Copy each line of the material below without changing a single character.

"""

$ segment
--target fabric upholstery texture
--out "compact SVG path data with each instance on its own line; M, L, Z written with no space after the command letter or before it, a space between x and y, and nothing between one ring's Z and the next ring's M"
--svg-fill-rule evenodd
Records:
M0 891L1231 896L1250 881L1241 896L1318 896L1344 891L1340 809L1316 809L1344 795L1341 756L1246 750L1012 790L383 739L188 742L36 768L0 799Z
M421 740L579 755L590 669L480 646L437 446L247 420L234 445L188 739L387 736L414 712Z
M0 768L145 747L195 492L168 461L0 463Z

"""

(RESPONSE)
$ segment
--target fabric upholstery texture
--out "compact SVG path data with each instance on its own line; M, L, Z written with no space after the command letter or before it, a space between x and y, and nothing between one ring's Z and the next ring's M"
--svg-fill-rule evenodd
Records:
M0 891L1231 896L1250 881L1241 896L1318 896L1344 891L1340 809L1316 809L1344 795L1341 756L1246 750L1012 790L383 739L188 742L36 768L0 799Z
M421 740L579 755L590 669L480 646L437 446L247 420L234 445L188 739L387 736L414 712Z
M0 768L145 747L195 492L168 461L0 463Z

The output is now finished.